→ **Exercise**
Using the entries below, quote exactly the span of lines that begins with the line containing "Where can you find the rooftop" and ends with the final line.
=== Input data ===
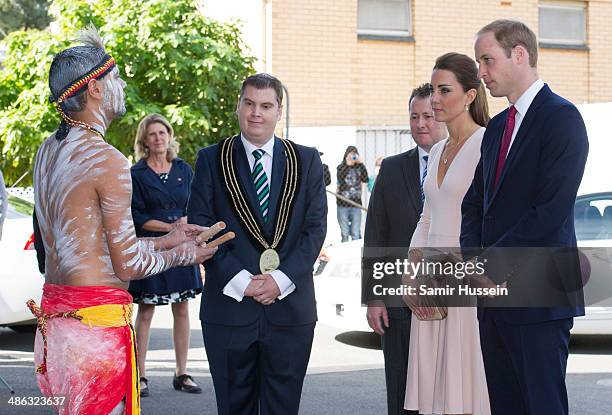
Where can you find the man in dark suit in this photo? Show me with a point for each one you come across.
(258, 307)
(394, 210)
(522, 195)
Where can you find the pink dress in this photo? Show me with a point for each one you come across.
(445, 368)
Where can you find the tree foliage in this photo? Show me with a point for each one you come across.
(175, 61)
(23, 14)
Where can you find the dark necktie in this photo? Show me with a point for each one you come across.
(426, 157)
(505, 145)
(262, 188)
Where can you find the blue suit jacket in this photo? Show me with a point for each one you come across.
(394, 211)
(166, 202)
(305, 233)
(533, 203)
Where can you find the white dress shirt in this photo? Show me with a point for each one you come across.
(522, 106)
(237, 285)
(422, 162)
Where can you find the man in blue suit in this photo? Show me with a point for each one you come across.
(522, 195)
(258, 307)
(394, 211)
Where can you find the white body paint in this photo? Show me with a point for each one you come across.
(83, 195)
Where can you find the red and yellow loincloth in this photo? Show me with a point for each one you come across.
(85, 349)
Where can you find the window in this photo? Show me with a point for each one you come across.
(562, 23)
(382, 18)
(593, 217)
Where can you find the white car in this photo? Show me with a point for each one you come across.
(20, 279)
(338, 276)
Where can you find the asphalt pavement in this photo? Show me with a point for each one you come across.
(345, 374)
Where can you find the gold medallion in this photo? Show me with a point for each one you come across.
(269, 261)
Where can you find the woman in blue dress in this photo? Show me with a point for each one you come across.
(161, 183)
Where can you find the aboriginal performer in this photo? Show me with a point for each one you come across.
(84, 348)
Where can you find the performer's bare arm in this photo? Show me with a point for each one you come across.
(132, 257)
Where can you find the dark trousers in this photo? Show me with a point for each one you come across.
(258, 368)
(525, 365)
(395, 343)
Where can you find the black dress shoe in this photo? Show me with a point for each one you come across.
(144, 387)
(179, 383)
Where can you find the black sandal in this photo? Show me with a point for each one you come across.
(179, 384)
(144, 391)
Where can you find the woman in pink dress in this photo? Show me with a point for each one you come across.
(445, 367)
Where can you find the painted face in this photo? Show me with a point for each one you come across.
(494, 67)
(258, 112)
(426, 131)
(157, 138)
(448, 99)
(114, 97)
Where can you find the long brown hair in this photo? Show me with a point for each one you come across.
(465, 70)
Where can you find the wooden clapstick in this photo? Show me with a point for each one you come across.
(210, 232)
(222, 239)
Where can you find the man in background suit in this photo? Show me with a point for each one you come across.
(393, 212)
(523, 194)
(258, 306)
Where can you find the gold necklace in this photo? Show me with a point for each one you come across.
(269, 259)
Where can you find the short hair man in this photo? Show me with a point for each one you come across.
(84, 350)
(258, 306)
(523, 194)
(394, 210)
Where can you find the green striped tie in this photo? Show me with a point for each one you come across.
(262, 188)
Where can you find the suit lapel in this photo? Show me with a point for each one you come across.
(244, 176)
(278, 172)
(520, 140)
(411, 171)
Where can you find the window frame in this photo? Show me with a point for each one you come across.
(567, 43)
(388, 34)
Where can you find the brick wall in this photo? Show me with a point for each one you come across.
(334, 78)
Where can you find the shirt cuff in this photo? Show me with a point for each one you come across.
(236, 286)
(285, 285)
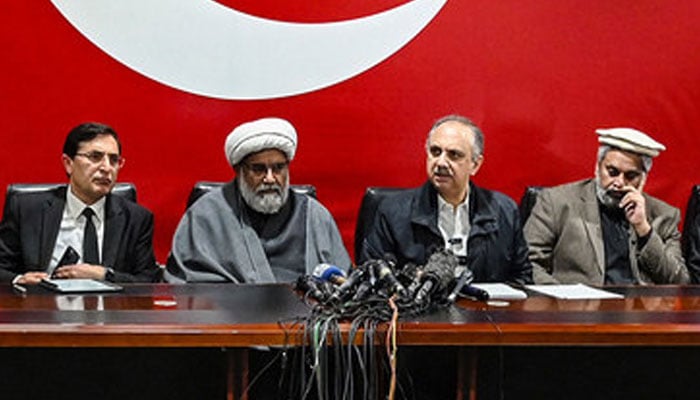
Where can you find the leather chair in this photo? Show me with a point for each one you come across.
(368, 210)
(691, 231)
(527, 202)
(202, 187)
(124, 189)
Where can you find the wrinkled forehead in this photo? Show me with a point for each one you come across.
(103, 142)
(623, 160)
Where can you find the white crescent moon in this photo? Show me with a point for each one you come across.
(205, 48)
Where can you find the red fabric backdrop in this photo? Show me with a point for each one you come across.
(538, 76)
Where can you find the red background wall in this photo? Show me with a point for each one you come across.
(537, 76)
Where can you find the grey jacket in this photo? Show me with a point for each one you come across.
(565, 239)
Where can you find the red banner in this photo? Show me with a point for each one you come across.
(538, 77)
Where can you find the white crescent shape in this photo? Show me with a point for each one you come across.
(205, 48)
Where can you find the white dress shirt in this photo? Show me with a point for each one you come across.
(72, 227)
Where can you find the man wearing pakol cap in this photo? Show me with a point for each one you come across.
(255, 229)
(606, 230)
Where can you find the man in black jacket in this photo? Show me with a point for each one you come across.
(110, 238)
(481, 227)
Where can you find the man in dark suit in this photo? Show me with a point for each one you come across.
(82, 230)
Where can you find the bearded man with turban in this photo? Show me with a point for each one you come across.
(255, 229)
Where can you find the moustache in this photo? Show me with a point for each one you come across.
(442, 171)
(266, 188)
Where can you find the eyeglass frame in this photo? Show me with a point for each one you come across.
(115, 160)
(260, 169)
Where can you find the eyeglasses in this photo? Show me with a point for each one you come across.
(628, 175)
(96, 157)
(261, 169)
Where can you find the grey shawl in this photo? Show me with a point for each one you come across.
(214, 241)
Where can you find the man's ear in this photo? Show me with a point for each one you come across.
(477, 164)
(67, 164)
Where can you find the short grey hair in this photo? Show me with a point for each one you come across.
(646, 160)
(478, 139)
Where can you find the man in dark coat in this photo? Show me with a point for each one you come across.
(109, 237)
(481, 227)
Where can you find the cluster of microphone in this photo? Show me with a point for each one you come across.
(415, 287)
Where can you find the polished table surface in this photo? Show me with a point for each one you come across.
(227, 315)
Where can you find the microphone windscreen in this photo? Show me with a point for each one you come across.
(328, 273)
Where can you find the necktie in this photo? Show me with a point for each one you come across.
(90, 253)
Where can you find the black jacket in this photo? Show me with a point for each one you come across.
(406, 226)
(30, 226)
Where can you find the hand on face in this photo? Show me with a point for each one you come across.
(634, 205)
(450, 160)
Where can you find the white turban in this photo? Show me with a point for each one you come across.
(262, 134)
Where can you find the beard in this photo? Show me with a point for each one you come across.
(610, 198)
(266, 198)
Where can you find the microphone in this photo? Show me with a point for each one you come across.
(412, 274)
(475, 292)
(385, 274)
(465, 278)
(310, 285)
(437, 275)
(356, 275)
(69, 257)
(329, 273)
(465, 288)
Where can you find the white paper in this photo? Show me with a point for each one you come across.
(501, 291)
(577, 291)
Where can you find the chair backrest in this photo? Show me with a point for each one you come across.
(123, 189)
(202, 187)
(691, 223)
(368, 210)
(528, 201)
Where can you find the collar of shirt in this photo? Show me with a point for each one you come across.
(75, 206)
(453, 223)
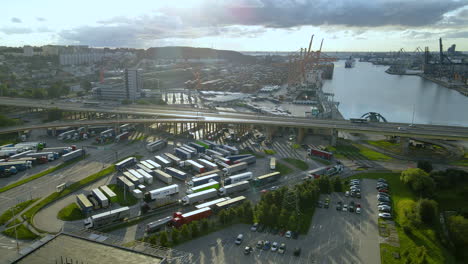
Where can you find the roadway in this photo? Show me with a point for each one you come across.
(195, 115)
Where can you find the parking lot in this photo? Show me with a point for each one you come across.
(334, 237)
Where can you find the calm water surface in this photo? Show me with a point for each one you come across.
(367, 88)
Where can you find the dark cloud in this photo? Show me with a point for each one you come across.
(230, 18)
(16, 20)
(15, 30)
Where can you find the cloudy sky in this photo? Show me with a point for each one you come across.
(245, 25)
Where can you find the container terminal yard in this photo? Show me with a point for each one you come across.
(221, 161)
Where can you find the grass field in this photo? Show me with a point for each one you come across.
(409, 244)
(40, 174)
(130, 199)
(283, 169)
(9, 213)
(356, 152)
(297, 163)
(70, 212)
(22, 232)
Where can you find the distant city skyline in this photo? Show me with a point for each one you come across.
(242, 25)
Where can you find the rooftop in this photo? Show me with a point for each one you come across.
(65, 247)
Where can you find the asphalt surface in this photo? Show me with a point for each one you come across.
(334, 237)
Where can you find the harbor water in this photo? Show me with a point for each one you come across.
(367, 88)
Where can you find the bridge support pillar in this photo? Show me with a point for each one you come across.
(333, 137)
(404, 144)
(300, 135)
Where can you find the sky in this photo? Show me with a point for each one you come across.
(243, 25)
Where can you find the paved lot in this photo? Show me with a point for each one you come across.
(334, 237)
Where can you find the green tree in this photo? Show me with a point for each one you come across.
(175, 235)
(185, 232)
(163, 239)
(194, 228)
(205, 225)
(425, 166)
(427, 210)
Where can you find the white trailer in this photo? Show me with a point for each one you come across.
(164, 192)
(235, 168)
(137, 175)
(148, 178)
(162, 161)
(208, 164)
(106, 218)
(232, 188)
(164, 177)
(200, 196)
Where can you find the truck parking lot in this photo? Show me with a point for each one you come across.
(334, 237)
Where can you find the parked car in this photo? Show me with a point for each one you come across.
(282, 248)
(254, 227)
(297, 252)
(247, 250)
(260, 244)
(274, 246)
(385, 215)
(239, 239)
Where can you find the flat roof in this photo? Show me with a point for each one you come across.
(65, 246)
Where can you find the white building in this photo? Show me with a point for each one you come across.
(28, 51)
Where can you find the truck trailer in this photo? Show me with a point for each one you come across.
(200, 196)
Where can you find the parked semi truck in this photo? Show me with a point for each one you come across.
(235, 168)
(246, 176)
(200, 196)
(206, 186)
(107, 218)
(163, 192)
(232, 188)
(126, 163)
(197, 181)
(180, 219)
(163, 176)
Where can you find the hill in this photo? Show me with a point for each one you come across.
(197, 53)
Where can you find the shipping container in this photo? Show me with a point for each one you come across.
(235, 168)
(126, 163)
(200, 196)
(208, 164)
(232, 188)
(195, 166)
(163, 176)
(246, 176)
(180, 219)
(197, 181)
(211, 203)
(180, 175)
(162, 161)
(206, 186)
(163, 192)
(125, 183)
(175, 160)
===
→ **Completed task**
Where can you find the rooftop in this photo? Show me with a point for each one you come across.
(65, 247)
Where can you find the asphalt surface in this photo? Show me with a point for each one you come across.
(334, 237)
Where can you find the harbor water in this photo? Show me with a point for each one you come across.
(367, 88)
Where can you find the bridge support pillar in this photo? Show me with a point for each one you come across.
(333, 137)
(404, 144)
(300, 135)
Where can you find the sky in this photo? Show me with a point for each one you come across.
(243, 25)
Where can you find the paved lot in this photo? Show me with a point for each one you come across.
(334, 237)
Where can you find the green tree in this photo? Show me with a point for each one you come across.
(175, 235)
(185, 232)
(163, 239)
(194, 228)
(205, 225)
(425, 166)
(427, 210)
Where can you find the white trailer in this photo? Show me with a point for each one you come across.
(164, 192)
(235, 168)
(137, 175)
(148, 178)
(162, 161)
(208, 164)
(106, 218)
(232, 188)
(164, 177)
(200, 196)
Where can you find the truck parking lot in this photo? Show me with a point for each one you come across.
(334, 237)
Where can you find the parked car in this photo? Show me with a point for each one you come across.
(282, 248)
(254, 227)
(297, 252)
(247, 250)
(260, 244)
(274, 246)
(385, 215)
(239, 239)
Where can you find the flat roof in this photo? Show me with a point for each one you come across.
(65, 246)
Where can you find the white building in this photo? Show me with a point for each one you come across.
(28, 51)
Where can you find the truck trailer in this photo? Show me with a point for each one you come across.
(200, 196)
Where can you find the parked semi truck in this photo? Show me with a point for each one you come across.
(235, 168)
(246, 176)
(200, 196)
(206, 186)
(107, 218)
(163, 192)
(232, 188)
(126, 163)
(197, 181)
(180, 219)
(163, 176)
Where can you find the hill in this photo? Show me with a point for each one you come across.
(197, 53)
Where can you find the shipping container in this photo? Show me with a point for each one you come across.
(235, 168)
(126, 163)
(200, 196)
(208, 164)
(232, 188)
(195, 166)
(163, 176)
(246, 176)
(180, 219)
(197, 181)
(211, 203)
(180, 175)
(162, 161)
(206, 186)
(163, 192)
(125, 183)
(175, 160)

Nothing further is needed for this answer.